(Source data)
-=-=-=-=-
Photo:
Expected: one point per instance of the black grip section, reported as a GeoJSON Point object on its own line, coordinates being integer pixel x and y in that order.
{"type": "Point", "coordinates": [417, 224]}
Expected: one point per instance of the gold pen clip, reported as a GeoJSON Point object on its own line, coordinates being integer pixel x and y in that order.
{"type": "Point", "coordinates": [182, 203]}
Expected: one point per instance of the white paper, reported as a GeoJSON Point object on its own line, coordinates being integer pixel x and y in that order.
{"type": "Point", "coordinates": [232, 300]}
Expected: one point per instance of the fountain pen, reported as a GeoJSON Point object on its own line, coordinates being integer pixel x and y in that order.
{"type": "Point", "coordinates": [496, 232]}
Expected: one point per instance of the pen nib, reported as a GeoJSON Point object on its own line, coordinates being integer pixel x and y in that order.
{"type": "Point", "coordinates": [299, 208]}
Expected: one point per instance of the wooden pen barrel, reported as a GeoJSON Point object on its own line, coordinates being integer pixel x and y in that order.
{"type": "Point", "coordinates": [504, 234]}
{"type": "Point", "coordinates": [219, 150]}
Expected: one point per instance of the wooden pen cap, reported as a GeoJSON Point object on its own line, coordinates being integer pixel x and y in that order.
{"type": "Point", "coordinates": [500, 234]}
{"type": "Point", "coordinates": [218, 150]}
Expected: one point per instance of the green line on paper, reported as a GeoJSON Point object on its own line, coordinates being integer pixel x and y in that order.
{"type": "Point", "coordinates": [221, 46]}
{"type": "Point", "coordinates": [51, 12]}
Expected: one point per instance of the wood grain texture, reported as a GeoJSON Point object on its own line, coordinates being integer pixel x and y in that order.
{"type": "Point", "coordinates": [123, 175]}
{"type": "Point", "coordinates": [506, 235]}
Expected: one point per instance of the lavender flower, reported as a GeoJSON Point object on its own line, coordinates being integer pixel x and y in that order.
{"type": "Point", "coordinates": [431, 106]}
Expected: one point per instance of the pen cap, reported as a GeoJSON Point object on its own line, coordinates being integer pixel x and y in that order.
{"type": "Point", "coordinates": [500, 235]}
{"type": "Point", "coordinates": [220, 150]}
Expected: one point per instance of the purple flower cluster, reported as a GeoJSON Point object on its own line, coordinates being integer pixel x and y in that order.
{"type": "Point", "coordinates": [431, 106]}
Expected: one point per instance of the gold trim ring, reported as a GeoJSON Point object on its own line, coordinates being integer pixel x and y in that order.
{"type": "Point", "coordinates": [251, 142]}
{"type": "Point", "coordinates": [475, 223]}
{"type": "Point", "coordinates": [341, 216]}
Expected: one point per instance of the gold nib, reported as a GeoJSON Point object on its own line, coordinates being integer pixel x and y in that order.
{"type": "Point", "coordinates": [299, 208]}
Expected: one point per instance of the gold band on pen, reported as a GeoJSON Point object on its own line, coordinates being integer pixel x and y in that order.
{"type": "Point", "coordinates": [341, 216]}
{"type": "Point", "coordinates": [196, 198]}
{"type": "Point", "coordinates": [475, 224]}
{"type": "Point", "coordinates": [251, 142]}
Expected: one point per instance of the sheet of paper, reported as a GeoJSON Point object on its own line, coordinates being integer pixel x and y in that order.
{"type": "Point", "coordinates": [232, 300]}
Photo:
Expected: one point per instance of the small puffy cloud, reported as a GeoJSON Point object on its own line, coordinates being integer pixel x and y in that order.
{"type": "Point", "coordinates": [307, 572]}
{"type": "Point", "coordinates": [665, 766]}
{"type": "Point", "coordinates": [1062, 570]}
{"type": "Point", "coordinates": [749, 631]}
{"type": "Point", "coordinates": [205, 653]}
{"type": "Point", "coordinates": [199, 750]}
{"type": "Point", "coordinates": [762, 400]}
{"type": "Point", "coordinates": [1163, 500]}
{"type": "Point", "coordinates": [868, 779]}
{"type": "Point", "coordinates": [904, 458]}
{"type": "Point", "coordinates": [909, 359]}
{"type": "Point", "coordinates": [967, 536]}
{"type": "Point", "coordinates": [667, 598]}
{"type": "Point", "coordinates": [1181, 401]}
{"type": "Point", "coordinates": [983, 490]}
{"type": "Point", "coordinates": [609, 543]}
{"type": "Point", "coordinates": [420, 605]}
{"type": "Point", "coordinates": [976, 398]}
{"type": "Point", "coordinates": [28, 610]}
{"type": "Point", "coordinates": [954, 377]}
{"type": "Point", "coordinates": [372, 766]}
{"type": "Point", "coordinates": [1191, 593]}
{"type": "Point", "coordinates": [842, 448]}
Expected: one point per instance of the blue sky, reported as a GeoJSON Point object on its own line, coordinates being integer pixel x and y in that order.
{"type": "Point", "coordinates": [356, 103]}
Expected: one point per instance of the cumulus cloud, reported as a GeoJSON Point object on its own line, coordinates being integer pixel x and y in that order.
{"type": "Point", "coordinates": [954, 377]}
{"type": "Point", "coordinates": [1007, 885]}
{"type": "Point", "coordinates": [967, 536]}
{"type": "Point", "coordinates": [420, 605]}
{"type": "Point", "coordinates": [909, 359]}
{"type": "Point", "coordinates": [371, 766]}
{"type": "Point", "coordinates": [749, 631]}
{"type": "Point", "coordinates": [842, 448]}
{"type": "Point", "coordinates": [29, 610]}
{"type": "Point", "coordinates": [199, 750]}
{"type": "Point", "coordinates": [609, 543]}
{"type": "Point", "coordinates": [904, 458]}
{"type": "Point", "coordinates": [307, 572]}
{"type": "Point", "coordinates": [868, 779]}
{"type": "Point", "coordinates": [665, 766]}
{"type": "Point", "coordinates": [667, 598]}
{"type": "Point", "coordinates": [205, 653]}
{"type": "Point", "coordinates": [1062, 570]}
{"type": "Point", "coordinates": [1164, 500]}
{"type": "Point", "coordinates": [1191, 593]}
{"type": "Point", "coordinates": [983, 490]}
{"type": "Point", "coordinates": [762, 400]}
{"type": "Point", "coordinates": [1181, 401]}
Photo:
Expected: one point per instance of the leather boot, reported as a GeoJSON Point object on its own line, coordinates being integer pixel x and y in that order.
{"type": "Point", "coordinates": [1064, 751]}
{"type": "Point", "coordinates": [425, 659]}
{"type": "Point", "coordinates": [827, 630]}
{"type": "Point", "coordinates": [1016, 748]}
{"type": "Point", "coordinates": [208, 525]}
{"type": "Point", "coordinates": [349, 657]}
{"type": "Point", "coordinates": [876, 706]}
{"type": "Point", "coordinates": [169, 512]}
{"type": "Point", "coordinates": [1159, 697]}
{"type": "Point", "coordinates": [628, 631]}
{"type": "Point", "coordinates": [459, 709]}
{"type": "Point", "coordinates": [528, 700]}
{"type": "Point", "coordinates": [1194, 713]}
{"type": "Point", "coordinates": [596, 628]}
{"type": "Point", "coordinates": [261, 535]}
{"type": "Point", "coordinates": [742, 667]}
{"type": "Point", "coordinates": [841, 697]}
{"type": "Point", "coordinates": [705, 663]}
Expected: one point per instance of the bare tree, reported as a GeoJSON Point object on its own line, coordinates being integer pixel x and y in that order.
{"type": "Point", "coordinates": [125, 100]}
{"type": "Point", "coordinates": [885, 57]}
-=-=-=-=-
__Task details__. Copy out each record, keeping every word as it is.

__Written answer__.
Photo:
Expected: one point per instance of the black grip section, reported as a GeoJSON Point object on its own line, coordinates being integer pixel x and y in that order.
{"type": "Point", "coordinates": [417, 224]}
Expected: one point per instance of the gold pen clip, reported as a GeoJSON Point object on its own line, coordinates being integer pixel x and y in that order.
{"type": "Point", "coordinates": [182, 203]}
Expected: one point per instance of the white paper, reported as a GeoJSON Point object on its own line, coordinates being integer pixel x and y in that order.
{"type": "Point", "coordinates": [232, 300]}
Expected: one point per instance of the fountain pen, reported as a GeoJSON Point object on its own line, coordinates being integer pixel x and y in that order.
{"type": "Point", "coordinates": [496, 232]}
Expected: one point per instance of the pen nib, reported as a GeoJSON Point object on its own line, coordinates being integer pixel x and y in that order.
{"type": "Point", "coordinates": [299, 208]}
Expected: one point per instance of the wooden pen barrel, reported as a GeoJSON Point object on its own line, coordinates being integer pixel x and y in that order.
{"type": "Point", "coordinates": [504, 234]}
{"type": "Point", "coordinates": [219, 150]}
Expected: one point per instance of the wooden pen cap, reported as a GeoJSON Point object on its own line, coordinates being integer pixel x and y in that order.
{"type": "Point", "coordinates": [500, 234]}
{"type": "Point", "coordinates": [218, 150]}
Expected: one point per instance of the green line on paper, reported as a GeoJSON Point object on its own line, coordinates being integer pixel x and y in that order.
{"type": "Point", "coordinates": [221, 46]}
{"type": "Point", "coordinates": [51, 12]}
Expected: one point per instance of the wood grain texture, reported as a GeoJSON Point object on its own line, coordinates being integer pixel x and y in that order.
{"type": "Point", "coordinates": [123, 175]}
{"type": "Point", "coordinates": [506, 235]}
Expected: one point per instance of the lavender flower, reported as a GeoJSON Point object on its own line, coordinates being integer pixel x and y in that order.
{"type": "Point", "coordinates": [431, 106]}
Expected: one point per instance of the pen cap, reported as a GeoJSON Point object on its own line, coordinates being integer pixel x and y in that order.
{"type": "Point", "coordinates": [500, 235]}
{"type": "Point", "coordinates": [220, 150]}
Expected: one point per instance of the purple flower cluster, reported as a GeoJSON Point object on its own line, coordinates being integer pixel x and y in that order.
{"type": "Point", "coordinates": [431, 106]}
Expected: one point per instance of the gold trim ring, reported as a GeoJSON Point object on its own line, coordinates being integer pixel x and y in that order.
{"type": "Point", "coordinates": [251, 142]}
{"type": "Point", "coordinates": [475, 223]}
{"type": "Point", "coordinates": [341, 216]}
Expected: one point per instance of the gold nib, reported as a GeoJSON Point object on its own line, coordinates being integer pixel x and y in that order.
{"type": "Point", "coordinates": [299, 208]}
Expected: one point per instance of the gold band on pen, reported as a GeoJSON Point object on its own line, coordinates being integer pixel x and y in that order.
{"type": "Point", "coordinates": [341, 216]}
{"type": "Point", "coordinates": [196, 198]}
{"type": "Point", "coordinates": [475, 224]}
{"type": "Point", "coordinates": [251, 142]}
Expected: one point per instance of the sheet of paper, reported as a GeoJSON Point object on its own line, coordinates being integer pixel x and y in that order.
{"type": "Point", "coordinates": [232, 300]}
Photo:
Expected: one point per instance of the small puffy cloud, reported as a GeoJSON Point object on its own line, coordinates being integer pixel x and y in that order.
{"type": "Point", "coordinates": [307, 572]}
{"type": "Point", "coordinates": [665, 766]}
{"type": "Point", "coordinates": [1062, 570]}
{"type": "Point", "coordinates": [749, 631]}
{"type": "Point", "coordinates": [205, 653]}
{"type": "Point", "coordinates": [199, 750]}
{"type": "Point", "coordinates": [762, 400]}
{"type": "Point", "coordinates": [1163, 500]}
{"type": "Point", "coordinates": [868, 779]}
{"type": "Point", "coordinates": [904, 458]}
{"type": "Point", "coordinates": [909, 359]}
{"type": "Point", "coordinates": [967, 536]}
{"type": "Point", "coordinates": [667, 598]}
{"type": "Point", "coordinates": [1181, 401]}
{"type": "Point", "coordinates": [983, 490]}
{"type": "Point", "coordinates": [609, 543]}
{"type": "Point", "coordinates": [420, 605]}
{"type": "Point", "coordinates": [976, 398]}
{"type": "Point", "coordinates": [28, 610]}
{"type": "Point", "coordinates": [954, 377]}
{"type": "Point", "coordinates": [372, 766]}
{"type": "Point", "coordinates": [1191, 593]}
{"type": "Point", "coordinates": [842, 448]}
Expected: one point per instance of the blue sky, reported as a GeoJSON Point object on its own line, coordinates being integer pixel x and y in that order.
{"type": "Point", "coordinates": [356, 103]}
Expected: one point per instance of the cumulus cloud, reported as a GeoJSON Point object on its own line, coordinates being integer pixel x and y in that order.
{"type": "Point", "coordinates": [954, 377]}
{"type": "Point", "coordinates": [1007, 885]}
{"type": "Point", "coordinates": [967, 536]}
{"type": "Point", "coordinates": [420, 605]}
{"type": "Point", "coordinates": [909, 359]}
{"type": "Point", "coordinates": [371, 766]}
{"type": "Point", "coordinates": [749, 631]}
{"type": "Point", "coordinates": [842, 448]}
{"type": "Point", "coordinates": [29, 610]}
{"type": "Point", "coordinates": [199, 750]}
{"type": "Point", "coordinates": [609, 543]}
{"type": "Point", "coordinates": [904, 458]}
{"type": "Point", "coordinates": [307, 572]}
{"type": "Point", "coordinates": [868, 779]}
{"type": "Point", "coordinates": [665, 766]}
{"type": "Point", "coordinates": [667, 598]}
{"type": "Point", "coordinates": [205, 653]}
{"type": "Point", "coordinates": [1062, 570]}
{"type": "Point", "coordinates": [1164, 500]}
{"type": "Point", "coordinates": [1191, 593]}
{"type": "Point", "coordinates": [983, 490]}
{"type": "Point", "coordinates": [762, 400]}
{"type": "Point", "coordinates": [1181, 401]}
Photo:
Expected: one point per instance of the leather boot, reported as a GeoJSON Point object on its own line, coordinates being integer pixel x and y in that order.
{"type": "Point", "coordinates": [1064, 751]}
{"type": "Point", "coordinates": [425, 659]}
{"type": "Point", "coordinates": [827, 630]}
{"type": "Point", "coordinates": [1016, 748]}
{"type": "Point", "coordinates": [208, 525]}
{"type": "Point", "coordinates": [349, 657]}
{"type": "Point", "coordinates": [876, 706]}
{"type": "Point", "coordinates": [169, 512]}
{"type": "Point", "coordinates": [1159, 697]}
{"type": "Point", "coordinates": [628, 631]}
{"type": "Point", "coordinates": [459, 709]}
{"type": "Point", "coordinates": [528, 700]}
{"type": "Point", "coordinates": [1194, 713]}
{"type": "Point", "coordinates": [596, 628]}
{"type": "Point", "coordinates": [261, 535]}
{"type": "Point", "coordinates": [742, 667]}
{"type": "Point", "coordinates": [841, 697]}
{"type": "Point", "coordinates": [705, 663]}
Expected: one point per instance of the bare tree, reported as a GeoJSON Point object on its own line, coordinates being integer pixel x and y in that order.
{"type": "Point", "coordinates": [125, 100]}
{"type": "Point", "coordinates": [885, 57]}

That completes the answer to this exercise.